_What needs to be done_:
Output, character for character, everything from the start of the data down to and including the line that contains "box: [67, 121, 129, 236]". Leave the pictures out of your answer.

Saved entries
================================

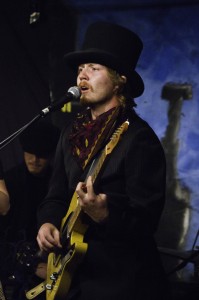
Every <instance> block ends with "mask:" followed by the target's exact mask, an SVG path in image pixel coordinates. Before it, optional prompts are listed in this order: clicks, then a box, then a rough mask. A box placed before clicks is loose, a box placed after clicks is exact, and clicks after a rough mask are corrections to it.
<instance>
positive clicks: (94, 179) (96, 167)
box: [67, 121, 129, 236]
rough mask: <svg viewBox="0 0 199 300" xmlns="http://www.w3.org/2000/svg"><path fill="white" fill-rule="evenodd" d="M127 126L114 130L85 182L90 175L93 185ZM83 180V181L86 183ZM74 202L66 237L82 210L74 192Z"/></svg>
mask: <svg viewBox="0 0 199 300" xmlns="http://www.w3.org/2000/svg"><path fill="white" fill-rule="evenodd" d="M128 126H129V122H128V121H125V122H124V123H123V124H122V125H121V126H120V127H119V128H117V129H116V131H115V132H114V133H113V135H112V137H111V139H110V142H109V143H108V144H107V145H106V147H105V148H104V149H103V150H102V151H101V152H100V153H99V155H98V157H96V158H95V159H94V160H93V162H92V164H91V167H90V170H89V172H88V174H87V177H86V180H87V178H88V177H89V176H90V175H91V176H92V179H93V183H95V181H96V179H97V177H98V175H99V172H100V170H101V169H102V166H103V164H104V162H105V159H106V157H107V155H109V154H110V153H111V152H112V150H113V149H114V148H115V146H116V145H117V143H118V142H119V140H120V138H121V135H122V134H123V133H124V132H125V131H126V130H127V129H128ZM86 180H85V181H86ZM73 200H74V201H75V203H77V204H76V208H75V209H74V212H73V213H72V215H71V216H70V219H69V221H68V225H67V232H68V236H70V234H71V233H72V231H73V228H74V226H75V224H76V221H77V219H78V218H79V216H80V214H81V212H82V209H81V207H80V205H79V203H78V199H77V194H76V192H75V193H74V194H73V199H72V201H73Z"/></svg>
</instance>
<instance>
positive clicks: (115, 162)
mask: <svg viewBox="0 0 199 300" xmlns="http://www.w3.org/2000/svg"><path fill="white" fill-rule="evenodd" d="M142 48H143V43H142V41H141V39H140V38H139V37H138V35H137V34H135V33H134V32H132V31H130V30H129V29H127V28H124V27H122V26H119V25H117V24H111V23H108V22H96V23H93V24H91V25H90V26H89V27H88V30H87V32H86V35H85V39H84V42H83V46H82V49H81V50H80V51H75V52H72V53H68V54H66V56H65V62H66V64H68V65H70V66H72V67H73V68H74V70H76V71H77V86H78V87H79V89H80V91H81V97H80V103H81V104H82V107H83V109H82V112H80V113H79V114H78V115H77V116H76V118H74V120H73V122H71V124H69V126H66V127H65V128H64V129H63V130H62V133H61V136H60V140H59V143H58V147H57V151H56V157H55V161H54V168H53V175H52V178H51V184H50V186H49V191H48V194H47V195H46V197H45V200H44V201H43V202H42V203H41V205H40V207H39V210H38V225H39V231H38V235H37V241H38V244H39V247H40V249H41V250H42V251H47V252H53V253H56V252H57V251H58V253H60V252H59V249H60V251H61V249H63V253H65V252H66V253H65V255H66V257H67V251H66V250H67V247H68V256H70V257H71V260H70V262H69V264H70V267H69V268H67V266H68V264H67V263H66V266H65V267H64V268H65V271H66V273H65V274H67V272H68V273H69V277H71V278H72V282H71V284H69V287H68V286H67V284H66V283H67V282H65V281H63V278H62V277H60V276H61V275H60V274H57V273H56V272H55V273H54V272H53V263H52V262H53V259H52V260H49V261H48V264H49V269H51V270H52V272H51V273H50V274H52V275H54V276H53V278H52V276H51V277H50V274H49V278H48V276H47V282H48V288H49V289H48V290H47V293H52V291H53V290H54V291H53V292H54V293H57V292H58V289H60V288H61V291H59V292H60V293H61V294H62V298H63V299H64V300H72V299H73V300H93V299H95V300H102V299H103V300H110V299H111V300H121V299H125V300H160V299H164V300H166V299H167V300H168V299H169V300H171V298H170V294H169V289H168V285H167V279H166V276H165V272H164V269H163V267H162V263H161V260H160V255H159V252H158V249H157V246H156V243H155V240H154V233H155V232H156V229H157V227H158V223H159V219H160V216H161V213H162V211H163V207H164V203H165V185H166V162H165V155H164V151H163V148H162V145H161V143H160V141H159V139H158V137H157V135H156V134H155V132H154V131H153V129H152V128H151V127H150V126H149V124H148V123H147V122H146V121H144V120H143V119H142V118H140V117H139V116H138V115H137V114H136V111H135V108H134V106H135V102H134V98H136V97H139V96H140V95H141V94H142V93H143V91H144V84H143V80H142V79H141V77H140V76H139V74H138V73H137V71H136V70H135V68H136V65H137V62H138V59H139V56H140V54H141V51H142ZM124 128H126V129H125V130H124ZM121 132H122V133H121ZM117 137H118V138H119V137H121V138H119V140H117ZM114 140H115V142H116V145H115V147H114V149H112V151H111V153H110V152H109V151H110V150H111V148H112V147H113V145H112V143H113V144H114ZM106 146H107V147H106ZM111 146H112V147H111ZM105 147H106V148H105ZM103 149H106V150H109V151H104V152H103ZM102 153H103V154H102ZM108 153H109V154H108ZM104 155H105V156H104ZM103 159H105V161H104V160H103ZM102 161H103V164H102V165H101V162H102ZM93 162H94V163H93ZM99 162H100V164H99V165H98V163H99ZM96 174H97V177H96ZM73 195H74V196H73ZM71 199H72V205H73V206H72V208H71V206H70V207H69V205H70V202H71ZM68 208H69V212H71V213H72V212H74V211H75V213H76V212H78V211H79V209H80V212H81V214H79V215H78V214H72V216H75V218H76V217H77V221H76V222H77V225H76V223H75V225H76V227H77V228H76V227H75V226H74V227H73V226H72V231H71V225H73V223H72V222H71V223H69V224H70V226H69V227H68V229H70V230H69V231H68V233H67V232H65V229H67V226H66V228H65V227H64V228H62V226H61V222H62V219H63V218H64V217H65V215H66V214H67V210H68ZM75 208H77V210H76V209H75ZM70 209H72V210H70ZM70 216H71V214H70ZM69 220H70V218H69ZM72 220H73V219H72ZM78 222H80V224H81V226H80V225H79V226H78V224H79V223H78ZM66 224H67V223H66ZM60 229H61V232H60ZM78 229H79V231H78ZM73 231H74V234H76V231H78V232H79V234H80V236H82V240H83V241H81V239H80V240H78V239H77V240H78V242H79V243H80V244H81V245H82V248H83V247H85V248H83V249H84V251H82V252H84V253H83V255H82V257H81V258H82V260H81V262H79V261H78V262H77V261H76V260H75V258H76V256H75V254H74V256H73V254H72V252H73V253H75V252H76V251H77V252H78V250H76V249H77V248H76V247H78V245H79V244H78V243H77V244H76V243H75V242H74V244H73V245H70V243H72V238H74V236H73ZM84 231H85V232H84ZM73 247H74V248H73ZM72 259H73V260H74V261H73V262H74V265H73V264H72ZM71 265H72V266H74V268H75V271H74V273H73V272H71ZM54 270H55V269H54ZM55 271H56V270H55ZM70 272H71V273H70ZM57 276H58V277H59V278H58V281H57V278H56V277H57ZM59 279H60V280H61V281H62V282H61V285H60V283H59ZM64 282H65V283H64ZM54 287H55V288H54ZM58 298H59V297H58Z"/></svg>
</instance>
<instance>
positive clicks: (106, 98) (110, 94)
mask: <svg viewBox="0 0 199 300" xmlns="http://www.w3.org/2000/svg"><path fill="white" fill-rule="evenodd" d="M112 96H113V94H112V92H110V93H109V94H106V95H104V96H103V97H101V98H99V99H91V98H89V97H87V96H86V95H81V97H80V104H81V105H82V106H86V107H88V106H89V107H95V106H98V105H100V104H104V103H107V102H109V101H110V99H111V98H112Z"/></svg>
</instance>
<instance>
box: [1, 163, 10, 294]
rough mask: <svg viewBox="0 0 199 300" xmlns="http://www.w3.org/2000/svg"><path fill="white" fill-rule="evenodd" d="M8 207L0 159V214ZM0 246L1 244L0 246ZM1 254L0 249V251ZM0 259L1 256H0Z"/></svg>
mask: <svg viewBox="0 0 199 300" xmlns="http://www.w3.org/2000/svg"><path fill="white" fill-rule="evenodd" d="M9 209H10V196H9V193H8V190H7V187H6V184H5V181H4V174H3V166H2V163H1V161H0V216H5V215H6V214H7V213H8V211H9ZM0 247H1V246H0ZM0 256H1V251H0ZM0 261H1V257H0ZM0 299H1V300H5V295H4V291H3V287H2V283H1V280H0Z"/></svg>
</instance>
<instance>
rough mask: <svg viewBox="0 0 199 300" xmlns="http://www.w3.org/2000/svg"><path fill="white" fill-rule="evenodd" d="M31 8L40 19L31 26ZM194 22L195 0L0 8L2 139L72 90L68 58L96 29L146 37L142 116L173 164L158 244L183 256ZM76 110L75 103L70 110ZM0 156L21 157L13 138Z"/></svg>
mask: <svg viewBox="0 0 199 300" xmlns="http://www.w3.org/2000/svg"><path fill="white" fill-rule="evenodd" d="M35 11H37V12H39V14H40V15H39V18H38V20H36V22H34V23H30V16H31V14H32V13H33V12H35ZM198 16H199V1H191V0H187V1H185V0H184V1H183V0H173V1H169V0H168V1H167V0H164V1H163V0H140V1H138V0H137V1H135V0H131V1H130V0H129V1H125V0H124V1H122V0H114V1H112V0H110V1H104V0H98V1H97V0H95V1H94V0H93V1H86V0H84V1H80V0H79V1H66V0H63V1H61V0H49V1H47V0H34V1H33V0H20V1H15V0H6V1H4V2H3V3H1V8H0V30H1V34H0V37H1V39H0V140H1V141H3V140H4V139H5V138H7V137H8V136H9V135H11V134H12V133H13V132H15V131H16V130H18V129H19V128H21V127H22V126H24V125H25V124H27V123H28V122H30V121H31V120H32V119H33V118H34V117H35V116H36V115H37V114H39V113H40V111H41V109H43V108H44V107H46V106H48V105H49V104H50V103H51V102H53V101H57V100H58V99H59V98H60V97H61V96H62V95H63V94H64V92H66V91H67V90H68V88H69V87H70V86H72V85H75V76H74V74H72V72H71V70H69V69H67V68H66V67H65V66H64V65H63V64H62V57H63V55H64V54H65V53H66V52H69V51H73V50H74V49H77V48H78V47H79V45H80V44H81V41H82V37H83V34H84V32H85V30H86V28H87V26H88V25H89V24H90V23H92V22H93V21H96V20H108V21H110V22H114V23H118V24H120V25H123V26H126V27H128V28H129V29H132V30H134V31H135V32H137V33H138V34H139V35H140V37H141V38H142V40H143V42H144V50H143V53H142V56H141V58H140V61H139V64H138V67H137V71H138V72H139V73H140V74H141V76H142V77H143V79H144V82H145V92H144V94H143V95H142V96H141V97H139V98H138V99H136V103H137V104H138V106H137V108H136V110H137V112H138V114H140V115H141V116H142V117H143V118H144V119H146V120H147V121H148V122H149V123H150V125H151V126H152V127H153V128H154V130H155V131H156V133H157V135H158V136H159V138H160V139H161V141H162V143H163V146H164V147H165V152H166V155H167V162H168V189H167V190H168V194H167V204H166V207H165V211H164V214H163V216H162V220H161V223H160V229H159V231H158V232H157V241H158V245H159V246H161V247H164V249H165V248H169V249H174V250H175V251H177V252H173V253H175V254H176V253H177V254H179V251H182V252H183V255H184V256H185V255H187V251H189V250H190V249H191V248H192V246H193V243H194V239H195V238H196V237H197V233H198V226H199V201H198V200H199V187H198V186H199V185H198V182H199V170H198V165H199V153H198V145H199V139H198V137H199V118H198V114H199V73H198V72H199V35H198V28H199V17H198ZM76 109H78V105H77V104H75V103H74V104H72V113H74V112H75V111H76ZM70 117H71V113H67V112H66V113H63V112H61V111H58V112H55V113H52V114H50V115H49V116H47V118H51V119H52V120H53V122H54V123H55V124H56V125H57V126H59V127H60V128H61V127H62V126H63V124H64V123H65V122H69V121H70ZM0 158H1V159H2V162H3V166H4V169H5V170H7V169H9V168H11V167H12V166H14V165H15V164H16V163H17V162H19V161H20V160H21V158H22V156H21V149H20V147H19V144H18V139H17V138H16V139H15V140H13V141H12V142H11V143H10V144H9V145H7V146H6V147H4V148H3V149H2V150H1V151H0ZM196 246H198V241H197V240H196ZM194 249H196V251H197V249H198V248H197V247H196V248H194ZM180 253H181V252H180ZM179 262H181V260H180V261H179V260H177V261H175V262H174V265H175V264H176V263H179ZM198 265H199V263H198V262H197V266H198ZM194 266H195V261H194V263H193V262H190V263H188V264H187V265H186V267H185V268H182V269H181V270H180V271H179V272H178V273H177V277H178V278H179V279H180V280H185V281H188V282H190V281H191V282H192V281H193V279H194V282H195V281H197V279H196V277H194V276H195V275H194V276H193V273H194ZM172 267H173V265H172V266H171V264H170V261H169V262H167V268H172ZM193 277H194V278H193ZM195 279H196V280H195ZM197 285H198V282H197Z"/></svg>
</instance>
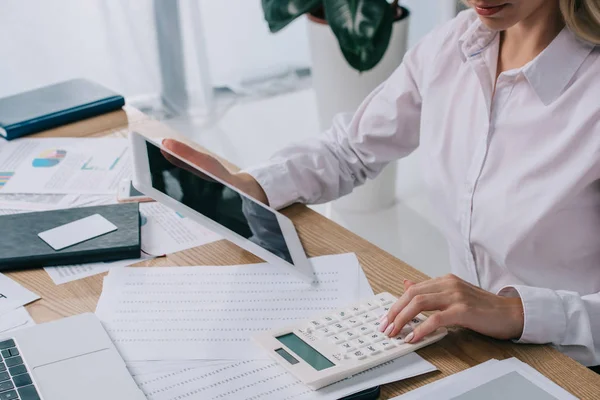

================================

_Your response_:
Every <instance> block ends with "mask:" followed by the target's exact mask, an SVG path in image pixel coordinates. Before it, optional prompts are listed in this order: clicks, then a box, then a rough mask. A box placed before clicks is loose, a box placed after clicks is exact, and clicks after a rough mask are corrections to it.
<instance>
positive clicks: (94, 179) (96, 167)
box: [67, 121, 129, 236]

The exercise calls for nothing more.